*Exercise description*. Please edit the rows below so that "Annotate" becomes "Label" everywhere and nothing else changes. Leave the pictures out of your answer.

Image object location rows:
____________

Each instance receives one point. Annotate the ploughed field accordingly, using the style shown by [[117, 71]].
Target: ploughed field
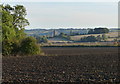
[[68, 64]]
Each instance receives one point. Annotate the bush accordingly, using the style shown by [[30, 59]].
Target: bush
[[29, 46]]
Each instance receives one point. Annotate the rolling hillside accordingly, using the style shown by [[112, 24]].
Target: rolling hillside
[[111, 35]]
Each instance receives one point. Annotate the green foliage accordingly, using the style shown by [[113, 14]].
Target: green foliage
[[14, 39], [7, 48], [104, 37], [63, 35], [29, 46], [88, 39], [41, 39]]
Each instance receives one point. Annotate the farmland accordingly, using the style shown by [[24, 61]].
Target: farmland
[[111, 35], [68, 64]]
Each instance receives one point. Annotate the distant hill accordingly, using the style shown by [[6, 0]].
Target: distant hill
[[50, 32], [111, 35]]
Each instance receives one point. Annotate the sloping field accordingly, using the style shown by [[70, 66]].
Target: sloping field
[[78, 65], [111, 34]]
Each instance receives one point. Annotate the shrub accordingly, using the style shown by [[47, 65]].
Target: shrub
[[29, 46], [6, 48]]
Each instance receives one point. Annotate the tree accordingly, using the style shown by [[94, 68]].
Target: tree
[[91, 31], [98, 31], [29, 46], [13, 36], [99, 38], [8, 33]]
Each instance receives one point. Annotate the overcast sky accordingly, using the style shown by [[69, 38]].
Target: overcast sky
[[70, 14]]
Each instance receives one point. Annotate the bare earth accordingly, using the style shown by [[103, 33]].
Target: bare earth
[[78, 65]]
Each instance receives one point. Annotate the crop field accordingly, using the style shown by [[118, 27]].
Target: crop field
[[88, 65]]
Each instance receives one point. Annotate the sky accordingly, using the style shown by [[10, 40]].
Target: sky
[[59, 14]]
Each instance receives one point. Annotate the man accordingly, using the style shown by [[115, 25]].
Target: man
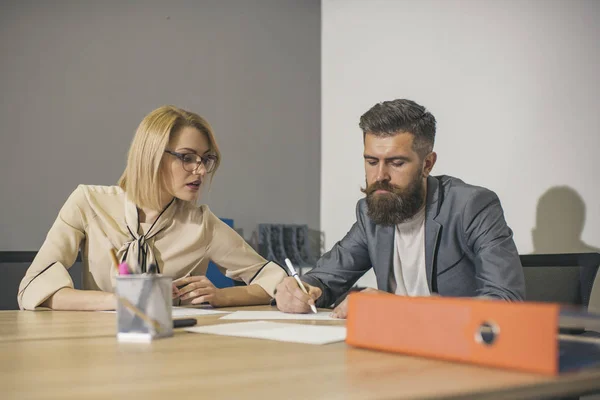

____________

*The response*.
Each instance receives one point. Label the ploughed field accordingly, using the style shown by [[117, 71]].
Target: ploughed field
[[68, 64]]
Each instance receives one point. Label the bush accordingly, using the style shown by [[30, 59]].
Target: bush
[[29, 46]]
Each instance receives one point. Label the rolling hillside accordingly, using the style shown by [[112, 24]].
Target: rolling hillside
[[111, 35]]
Each instance receives one point. Label the green foliage accordingly, using the style shown by [[113, 14]].
Target: green foliage
[[14, 39], [7, 48], [104, 37], [63, 35], [29, 46], [88, 39], [41, 39]]
Each instance receives one point. Label the farmland accordingly, using the style shown by [[24, 61]].
Target: farmland
[[111, 35], [68, 64]]
Each instance receives one point. Label the distant hill accordingly, using the style shown by [[6, 0]].
Target: distant hill
[[50, 32], [111, 35]]
Each instance receives one point. Label the sloping field accordingly, using the style shown by [[70, 66]].
Target: sloping field
[[78, 65], [111, 34]]
Each instance receives one point. Label the shrub accordingly, using the style shown by [[47, 65]].
Target: shrub
[[29, 46], [6, 48]]
Each instance receives one point. Label the tree accordingly, using the style shown by [[94, 68]].
Target: tree
[[91, 31], [98, 31], [29, 46], [13, 36], [99, 38], [8, 33]]
Each instance receives one point. Label the overcast sky accordingly, using the style shown by [[69, 38]].
Target: overcast sky
[[70, 14]]
Each instance receives one point. Label the bare earth accordingly, using the style shown by [[103, 33]].
Target: bare earth
[[78, 65]]
Each instance receives one point. Label the crop field accordingly, using the style shown by [[118, 27]].
Target: crop field
[[88, 65]]
Each instance receives one point. Label the sky accordingly, using the style shown by [[10, 40]].
Target: sky
[[59, 14]]
Each instance receives one point. Label the man accordingly, using the style shown by [[115, 25]].
Target: man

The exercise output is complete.